- **WORK INSTRUCTIONS**:
Every record here needs to be written out again exactly.

======== DATA FOR THIS EXERCISE

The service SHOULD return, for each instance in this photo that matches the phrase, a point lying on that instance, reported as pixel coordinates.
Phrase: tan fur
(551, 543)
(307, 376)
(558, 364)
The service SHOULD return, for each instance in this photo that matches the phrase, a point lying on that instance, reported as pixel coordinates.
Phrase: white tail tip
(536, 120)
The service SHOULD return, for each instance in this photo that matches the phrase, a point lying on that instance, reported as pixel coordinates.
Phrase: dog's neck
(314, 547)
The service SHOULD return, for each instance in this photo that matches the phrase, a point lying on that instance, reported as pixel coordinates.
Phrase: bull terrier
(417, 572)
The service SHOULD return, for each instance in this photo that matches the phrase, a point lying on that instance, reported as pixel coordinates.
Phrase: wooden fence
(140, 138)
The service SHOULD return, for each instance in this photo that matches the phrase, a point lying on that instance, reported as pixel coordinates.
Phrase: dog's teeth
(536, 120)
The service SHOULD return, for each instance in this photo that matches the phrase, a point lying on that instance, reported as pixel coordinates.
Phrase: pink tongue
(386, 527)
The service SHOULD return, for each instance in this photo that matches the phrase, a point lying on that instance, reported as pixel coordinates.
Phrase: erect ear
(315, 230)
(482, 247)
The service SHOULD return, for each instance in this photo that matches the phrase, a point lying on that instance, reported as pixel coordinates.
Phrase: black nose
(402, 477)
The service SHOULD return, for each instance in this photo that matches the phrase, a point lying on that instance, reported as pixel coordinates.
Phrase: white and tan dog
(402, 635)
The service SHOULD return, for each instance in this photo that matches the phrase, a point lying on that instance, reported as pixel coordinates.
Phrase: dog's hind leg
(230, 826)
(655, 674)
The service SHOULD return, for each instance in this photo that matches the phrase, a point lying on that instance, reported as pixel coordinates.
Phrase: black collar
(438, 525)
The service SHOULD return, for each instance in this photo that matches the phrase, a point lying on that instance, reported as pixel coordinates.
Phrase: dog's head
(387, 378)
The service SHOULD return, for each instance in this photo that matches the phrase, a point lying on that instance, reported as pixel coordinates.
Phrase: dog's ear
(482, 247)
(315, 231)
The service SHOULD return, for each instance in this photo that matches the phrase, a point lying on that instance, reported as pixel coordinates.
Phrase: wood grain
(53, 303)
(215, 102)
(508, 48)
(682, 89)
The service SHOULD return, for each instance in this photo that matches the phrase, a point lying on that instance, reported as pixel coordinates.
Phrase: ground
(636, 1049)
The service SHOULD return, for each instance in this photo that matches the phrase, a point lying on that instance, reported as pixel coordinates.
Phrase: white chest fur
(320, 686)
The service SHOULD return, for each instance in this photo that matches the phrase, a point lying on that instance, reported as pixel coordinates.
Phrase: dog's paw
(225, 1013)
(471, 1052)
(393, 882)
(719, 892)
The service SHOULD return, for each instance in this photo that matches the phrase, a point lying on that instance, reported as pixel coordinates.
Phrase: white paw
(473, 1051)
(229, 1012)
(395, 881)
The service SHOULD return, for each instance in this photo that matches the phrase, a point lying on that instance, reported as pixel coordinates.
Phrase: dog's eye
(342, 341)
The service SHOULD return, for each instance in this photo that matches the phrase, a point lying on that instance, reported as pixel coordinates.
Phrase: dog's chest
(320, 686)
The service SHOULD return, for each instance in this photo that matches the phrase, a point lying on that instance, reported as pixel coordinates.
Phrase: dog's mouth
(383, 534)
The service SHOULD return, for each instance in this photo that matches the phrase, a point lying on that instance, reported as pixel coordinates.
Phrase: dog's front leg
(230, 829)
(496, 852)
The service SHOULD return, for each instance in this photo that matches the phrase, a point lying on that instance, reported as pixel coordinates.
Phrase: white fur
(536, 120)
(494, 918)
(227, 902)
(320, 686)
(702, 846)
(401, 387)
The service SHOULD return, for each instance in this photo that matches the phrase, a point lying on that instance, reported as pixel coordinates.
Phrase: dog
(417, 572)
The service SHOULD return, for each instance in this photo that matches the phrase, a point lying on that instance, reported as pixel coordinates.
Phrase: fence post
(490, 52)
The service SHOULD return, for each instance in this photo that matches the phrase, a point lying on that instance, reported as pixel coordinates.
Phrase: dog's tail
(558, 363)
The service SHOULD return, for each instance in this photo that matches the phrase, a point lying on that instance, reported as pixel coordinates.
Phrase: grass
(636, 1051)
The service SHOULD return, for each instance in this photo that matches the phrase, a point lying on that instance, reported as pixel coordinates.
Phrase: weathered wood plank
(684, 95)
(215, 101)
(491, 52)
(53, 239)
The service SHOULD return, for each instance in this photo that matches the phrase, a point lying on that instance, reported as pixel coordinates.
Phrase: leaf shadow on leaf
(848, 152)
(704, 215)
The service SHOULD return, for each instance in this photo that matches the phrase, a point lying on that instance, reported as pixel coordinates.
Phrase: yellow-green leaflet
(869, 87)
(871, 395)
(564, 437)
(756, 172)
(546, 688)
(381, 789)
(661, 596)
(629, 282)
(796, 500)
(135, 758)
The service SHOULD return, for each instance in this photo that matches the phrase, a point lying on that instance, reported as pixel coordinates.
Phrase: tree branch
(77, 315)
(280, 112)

================

- **EXPECTED ANSWER**:
The service SHOULD return, for each instance in this photo that matches the phrase, a point lying on that instance, reported as pixel coordinates.
Phrase: tan fur
(551, 543)
(307, 376)
(558, 364)
The service SHOULD return, for each instance in this photo that matches the phrase, a point lying on that instance, reported as pixel coordinates.
Phrase: white tail tip
(536, 120)
The service SHOULD return, for each instance in this photo that matches the phrase, a point lying on that instance, reported as pixel coordinates.
Phrase: dog's neck
(314, 547)
The service SHOULD return, for each instance in this photo that matches the phrase, a point lying on that instance, reported as pixel coordinates.
Phrase: bull terrier
(417, 572)
The service SHOULD return, for each instance in this photo that matches the phrase, a point lying on that instance, reported as pixel coordinates.
Phrase: wooden fence
(140, 138)
The service SHOULD return, for each instance in this photo that matches the phrase, a point lying on that instance, reported as pixel coordinates.
Phrase: dog's teeth
(536, 120)
The service SHOULD return, for each instance in this photo that matches the phrase, a point lying on that instance, reported as pixel coordinates.
Phrase: pink tongue
(386, 527)
The service SHOULD return, for each instance in this photo that matches the phrase, a point lying on that instance, reported as pixel coordinates.
Phrase: erect ear
(315, 230)
(482, 247)
The service SHOULD return, for each instance in this photo that matches the phrase, a point lying on that instance, reported as pixel coordinates.
Phrase: black nose
(402, 477)
The service SHOULD return, for each instance in this photo that matches the phrase, a point lying on that instance, reported as pixel coordinates.
Phrase: white and tan dog
(402, 635)
The service SHOULD return, for each instance in this photo that matches the phrase, a point lying on that instance, reported as pixel coordinates.
Phrase: dog's hind leg
(230, 826)
(655, 674)
The service SHOULD return, for each instance in this photo that matches the phrase, a point lying on that instance, reported as pixel coordinates.
Phrase: black collar
(438, 525)
The service SHOULD return, for each instance in this photo that matches the phrase, a point lying on that instance, reported as pixel coordinates.
Phrase: dog's head
(387, 378)
The service SHOULD return, for each instance in this photo that matches the phrase, a point lying on that instance, reported as pixel coordinates.
Phrase: dog's ear
(482, 247)
(315, 231)
The service SHOULD return, for each instance in this photo that matches the phrase, a point lying on that instance, reported as pixel coordinates.
Phrase: wood grain
(53, 303)
(215, 102)
(508, 48)
(682, 89)
The service SHOULD return, for each instance in this photo that matches the phrase, a point lying on that instance, reported as pixel coordinates.
Phrase: ground
(636, 1049)
The service SHOULD return, for each instance in this photo that matches the phrase, a point lying on that instance, reported as pixel coordinates.
Phrase: white chest fur
(320, 686)
The service SHOULD return, for each instance in this photo that matches the phrase, a point lying on that instance, reported as pixel coordinates.
Phrase: dog's paw
(225, 1013)
(471, 1052)
(393, 882)
(719, 892)
The service SHOULD return, for each instance in this photo that matches the phrase, a point lying on that instance, reported as pixel coordinates.
Phrase: white paw
(473, 1051)
(229, 1012)
(395, 881)
The service SHOULD return, for each instance in this photo that matches the phrase, a point lying on that instance, reported as pixel coordinates.
Phrase: dog's eye
(342, 341)
The service SHOULD return, for each instance in this photo that matches the phrase, a point lying on that instance, reported as pixel coordinates.
Phrase: dog's chest
(320, 686)
The service SHOULD return, for each instance in this photo that matches the phrase, a point lying on that instance, reported as pixel coordinates.
Phrase: dog's mouth
(383, 534)
The service SHOULD return, for each instance in this photo that matches the phrase, a point lying on that instance, reported as pixel coordinates.
Phrase: dog's front leg
(230, 829)
(496, 852)
The service SHOULD return, for each instance in this photo that matches the phrase, a point lying on that instance, reported as pixel coordinates.
Phrase: white fur
(536, 120)
(494, 918)
(227, 902)
(320, 686)
(702, 846)
(401, 387)
The service SHOULD return, for each instance in this photo that matches the phrase, a point lying on that instance, reported as pixel coordinates.
Phrase: dog
(417, 572)
The service SHOULD return, for each instance in this photo that matches the phrase, a point lying on that instance, reported as pixel coordinates.
Phrase: fence post
(490, 52)
The service SHOULD return, for each instance in this photo that matches the phrase, a point lying on that instance, reported as pixel coordinates.
Phrase: dog's tail
(558, 363)
The service SHOULD return, for each instance in this photo that matches the phrase, a point lying on that instance, reported as pixel coordinates.
Phrase: grass
(636, 1051)
The service SHOULD return, for each instance in this photo that matches the phrase, a point lying on that instance, reported as pixel coordinates.
Phrase: weathered wood plank
(684, 95)
(215, 101)
(491, 52)
(53, 239)
The service SHOULD return, for each instance in this photo that matches the phrase, a point lying on that instance, reported as pixel coordinates.
Phrase: leaf shadow on leaf
(848, 152)
(704, 215)
The service SHOULD return, for each instance in this photo that matches the phrase, a point lying on that instance, reported as pixel coordinates.
Phrase: yellow-green leaflet
(869, 87)
(871, 395)
(564, 437)
(756, 172)
(546, 688)
(381, 789)
(661, 596)
(629, 282)
(796, 500)
(135, 758)
The service SHOULD return, for each instance in this photo that matches the phrase, a point lying on that instance, reported as pixel coordinates.
Phrase: tree branch
(77, 315)
(280, 112)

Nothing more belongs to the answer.